▶ [SET EXERCISE]: From the line that includes "Seedling-scouting request: tag the woman's" to the last line of the records, inclusive, repeat each line exactly.

## Begin

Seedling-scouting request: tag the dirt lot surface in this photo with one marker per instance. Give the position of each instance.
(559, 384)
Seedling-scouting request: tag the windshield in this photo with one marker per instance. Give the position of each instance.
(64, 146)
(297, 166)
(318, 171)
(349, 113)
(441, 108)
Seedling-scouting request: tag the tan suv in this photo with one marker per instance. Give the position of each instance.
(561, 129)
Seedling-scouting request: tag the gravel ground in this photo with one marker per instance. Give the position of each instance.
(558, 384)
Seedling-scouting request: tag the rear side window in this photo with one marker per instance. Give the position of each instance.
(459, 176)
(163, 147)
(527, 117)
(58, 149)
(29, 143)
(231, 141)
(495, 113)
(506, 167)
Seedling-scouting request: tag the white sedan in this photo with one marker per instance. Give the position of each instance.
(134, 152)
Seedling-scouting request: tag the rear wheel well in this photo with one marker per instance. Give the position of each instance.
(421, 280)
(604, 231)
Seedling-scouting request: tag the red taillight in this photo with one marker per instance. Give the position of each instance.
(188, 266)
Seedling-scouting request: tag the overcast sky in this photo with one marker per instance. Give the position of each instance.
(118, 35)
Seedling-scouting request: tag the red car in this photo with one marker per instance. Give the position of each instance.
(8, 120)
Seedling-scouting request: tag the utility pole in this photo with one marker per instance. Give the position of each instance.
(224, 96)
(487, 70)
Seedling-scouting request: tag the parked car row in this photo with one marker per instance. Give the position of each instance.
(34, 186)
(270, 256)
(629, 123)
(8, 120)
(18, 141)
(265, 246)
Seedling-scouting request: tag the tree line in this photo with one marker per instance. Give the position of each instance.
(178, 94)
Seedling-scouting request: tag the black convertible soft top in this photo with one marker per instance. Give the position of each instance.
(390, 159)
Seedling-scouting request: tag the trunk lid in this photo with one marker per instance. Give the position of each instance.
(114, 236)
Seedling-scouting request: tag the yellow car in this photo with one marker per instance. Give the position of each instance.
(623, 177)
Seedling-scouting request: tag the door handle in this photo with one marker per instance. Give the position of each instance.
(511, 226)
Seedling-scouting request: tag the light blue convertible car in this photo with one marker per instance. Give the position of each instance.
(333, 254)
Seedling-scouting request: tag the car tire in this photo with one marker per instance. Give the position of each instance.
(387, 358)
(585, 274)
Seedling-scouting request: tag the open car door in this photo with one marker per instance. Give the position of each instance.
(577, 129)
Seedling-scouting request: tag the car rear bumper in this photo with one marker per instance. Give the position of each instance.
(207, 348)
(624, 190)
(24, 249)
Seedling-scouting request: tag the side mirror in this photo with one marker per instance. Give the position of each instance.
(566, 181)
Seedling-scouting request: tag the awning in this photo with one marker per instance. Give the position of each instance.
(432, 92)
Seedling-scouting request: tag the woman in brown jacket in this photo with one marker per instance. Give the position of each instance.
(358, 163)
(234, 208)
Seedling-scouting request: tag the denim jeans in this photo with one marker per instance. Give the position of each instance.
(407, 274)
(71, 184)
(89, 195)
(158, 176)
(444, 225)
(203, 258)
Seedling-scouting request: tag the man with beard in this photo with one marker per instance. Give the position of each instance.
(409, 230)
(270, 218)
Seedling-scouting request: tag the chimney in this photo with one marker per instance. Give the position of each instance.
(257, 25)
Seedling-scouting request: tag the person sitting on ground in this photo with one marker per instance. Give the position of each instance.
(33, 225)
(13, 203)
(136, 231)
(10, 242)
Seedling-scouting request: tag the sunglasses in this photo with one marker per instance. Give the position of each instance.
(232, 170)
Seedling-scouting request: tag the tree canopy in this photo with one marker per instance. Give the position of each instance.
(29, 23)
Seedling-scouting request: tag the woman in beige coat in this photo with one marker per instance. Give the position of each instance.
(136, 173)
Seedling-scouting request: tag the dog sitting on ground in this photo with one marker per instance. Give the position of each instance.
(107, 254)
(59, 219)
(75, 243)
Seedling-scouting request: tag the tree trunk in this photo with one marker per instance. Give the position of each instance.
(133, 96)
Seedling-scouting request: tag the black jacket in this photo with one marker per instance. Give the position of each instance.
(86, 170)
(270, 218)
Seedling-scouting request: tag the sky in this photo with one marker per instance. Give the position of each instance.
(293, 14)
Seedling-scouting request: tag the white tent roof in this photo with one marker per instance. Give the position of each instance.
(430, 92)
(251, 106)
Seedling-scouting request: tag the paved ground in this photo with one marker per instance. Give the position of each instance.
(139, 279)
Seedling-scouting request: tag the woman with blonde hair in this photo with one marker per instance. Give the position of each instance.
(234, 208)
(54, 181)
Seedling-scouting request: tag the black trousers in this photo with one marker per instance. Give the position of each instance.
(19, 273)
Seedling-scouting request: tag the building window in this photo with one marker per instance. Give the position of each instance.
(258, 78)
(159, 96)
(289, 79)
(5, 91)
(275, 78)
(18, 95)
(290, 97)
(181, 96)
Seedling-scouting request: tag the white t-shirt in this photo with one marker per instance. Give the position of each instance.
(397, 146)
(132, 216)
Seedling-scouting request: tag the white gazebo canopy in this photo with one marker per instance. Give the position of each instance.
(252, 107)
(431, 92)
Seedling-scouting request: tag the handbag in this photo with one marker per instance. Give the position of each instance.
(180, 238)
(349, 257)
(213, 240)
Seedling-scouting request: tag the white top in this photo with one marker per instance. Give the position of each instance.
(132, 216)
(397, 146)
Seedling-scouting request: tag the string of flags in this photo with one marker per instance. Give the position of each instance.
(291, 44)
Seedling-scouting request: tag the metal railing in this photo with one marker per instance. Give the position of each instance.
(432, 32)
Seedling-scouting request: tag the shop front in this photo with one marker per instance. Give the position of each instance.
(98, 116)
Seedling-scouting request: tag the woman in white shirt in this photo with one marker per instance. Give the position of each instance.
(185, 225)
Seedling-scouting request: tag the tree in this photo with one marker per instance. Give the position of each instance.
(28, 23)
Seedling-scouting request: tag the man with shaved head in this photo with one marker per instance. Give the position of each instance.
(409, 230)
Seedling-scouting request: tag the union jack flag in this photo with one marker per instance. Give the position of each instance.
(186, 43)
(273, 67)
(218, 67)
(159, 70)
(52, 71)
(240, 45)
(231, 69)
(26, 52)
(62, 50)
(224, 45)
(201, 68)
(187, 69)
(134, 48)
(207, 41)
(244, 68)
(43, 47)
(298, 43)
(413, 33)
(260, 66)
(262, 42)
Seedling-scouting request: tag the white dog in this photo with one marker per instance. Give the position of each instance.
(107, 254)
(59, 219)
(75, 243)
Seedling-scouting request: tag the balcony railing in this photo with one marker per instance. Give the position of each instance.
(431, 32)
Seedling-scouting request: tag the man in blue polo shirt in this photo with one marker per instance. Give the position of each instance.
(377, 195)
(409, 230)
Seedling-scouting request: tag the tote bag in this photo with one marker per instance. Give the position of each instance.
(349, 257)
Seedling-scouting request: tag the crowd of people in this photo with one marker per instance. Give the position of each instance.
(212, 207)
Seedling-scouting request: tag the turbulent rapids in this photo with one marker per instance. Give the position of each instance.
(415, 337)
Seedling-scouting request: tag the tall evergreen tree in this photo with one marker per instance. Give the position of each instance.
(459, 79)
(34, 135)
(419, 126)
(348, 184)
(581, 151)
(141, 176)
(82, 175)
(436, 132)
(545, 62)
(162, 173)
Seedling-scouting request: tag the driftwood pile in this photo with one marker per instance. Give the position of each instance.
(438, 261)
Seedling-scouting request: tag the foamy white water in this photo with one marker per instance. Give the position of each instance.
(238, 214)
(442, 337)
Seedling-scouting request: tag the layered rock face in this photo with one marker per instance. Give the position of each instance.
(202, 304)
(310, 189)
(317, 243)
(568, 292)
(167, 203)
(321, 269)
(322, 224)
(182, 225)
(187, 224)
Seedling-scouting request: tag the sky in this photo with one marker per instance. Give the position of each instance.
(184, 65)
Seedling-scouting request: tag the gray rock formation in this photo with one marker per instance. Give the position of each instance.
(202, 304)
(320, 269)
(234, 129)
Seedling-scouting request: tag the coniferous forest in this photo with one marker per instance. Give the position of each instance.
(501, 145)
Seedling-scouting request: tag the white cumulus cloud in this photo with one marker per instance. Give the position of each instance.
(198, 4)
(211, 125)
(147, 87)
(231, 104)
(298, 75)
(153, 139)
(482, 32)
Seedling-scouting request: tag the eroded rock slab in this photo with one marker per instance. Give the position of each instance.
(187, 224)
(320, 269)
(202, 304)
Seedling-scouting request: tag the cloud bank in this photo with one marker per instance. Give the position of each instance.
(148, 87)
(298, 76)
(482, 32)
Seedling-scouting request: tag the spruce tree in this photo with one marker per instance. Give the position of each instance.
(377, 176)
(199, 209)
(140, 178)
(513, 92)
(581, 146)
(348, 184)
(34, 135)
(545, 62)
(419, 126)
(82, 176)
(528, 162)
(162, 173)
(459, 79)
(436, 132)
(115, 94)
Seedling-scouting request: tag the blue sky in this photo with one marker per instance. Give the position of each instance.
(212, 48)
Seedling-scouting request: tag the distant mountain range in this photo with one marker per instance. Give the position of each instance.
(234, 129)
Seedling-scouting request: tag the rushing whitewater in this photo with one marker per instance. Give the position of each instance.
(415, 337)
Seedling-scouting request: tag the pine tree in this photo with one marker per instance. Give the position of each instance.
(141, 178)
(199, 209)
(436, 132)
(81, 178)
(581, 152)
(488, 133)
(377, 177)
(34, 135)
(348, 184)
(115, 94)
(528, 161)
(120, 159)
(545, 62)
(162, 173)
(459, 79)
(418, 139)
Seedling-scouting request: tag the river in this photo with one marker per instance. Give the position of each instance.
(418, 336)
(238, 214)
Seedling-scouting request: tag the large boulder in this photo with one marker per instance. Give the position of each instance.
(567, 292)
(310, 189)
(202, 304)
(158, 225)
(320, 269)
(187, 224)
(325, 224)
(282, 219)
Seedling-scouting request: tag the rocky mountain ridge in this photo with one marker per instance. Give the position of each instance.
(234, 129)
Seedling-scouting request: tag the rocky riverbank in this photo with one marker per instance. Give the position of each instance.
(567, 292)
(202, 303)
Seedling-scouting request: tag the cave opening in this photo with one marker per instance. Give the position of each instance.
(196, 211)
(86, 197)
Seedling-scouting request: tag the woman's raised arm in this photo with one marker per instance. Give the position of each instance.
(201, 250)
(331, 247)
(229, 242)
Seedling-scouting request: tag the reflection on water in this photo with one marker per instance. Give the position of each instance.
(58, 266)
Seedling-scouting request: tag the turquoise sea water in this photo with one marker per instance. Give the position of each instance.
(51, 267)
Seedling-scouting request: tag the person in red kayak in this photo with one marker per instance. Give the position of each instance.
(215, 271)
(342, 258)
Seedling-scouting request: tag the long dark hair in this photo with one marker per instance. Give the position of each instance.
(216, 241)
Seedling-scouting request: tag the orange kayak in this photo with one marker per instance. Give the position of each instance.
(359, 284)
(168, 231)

## End

▶ [THE REPLY]:
Seedling-scouting request: tag the woman's raised arm in this photo with one marker per instance. Give the position of each instance.
(201, 250)
(331, 247)
(229, 242)
Seedling-scouting request: tag the reflection on water in this photo with one marker per instance. Give the position of each instance.
(58, 266)
Seedling-scouting request: tag the turquoise sea water in this photo with one marker per instance. Give the position of each instance.
(51, 267)
Seedling-scouting request: tag the person in red kayak in this photo with one marker per instance. Give the position of each instance.
(215, 271)
(342, 258)
Seedling-scouting request: tag the long dark hair in this photo with one marker per instance. Give the position of each instance.
(216, 241)
Seedling-scouting request: tag the orange kayak in this photo with one marker per instance. Give the position of each instance.
(359, 284)
(168, 231)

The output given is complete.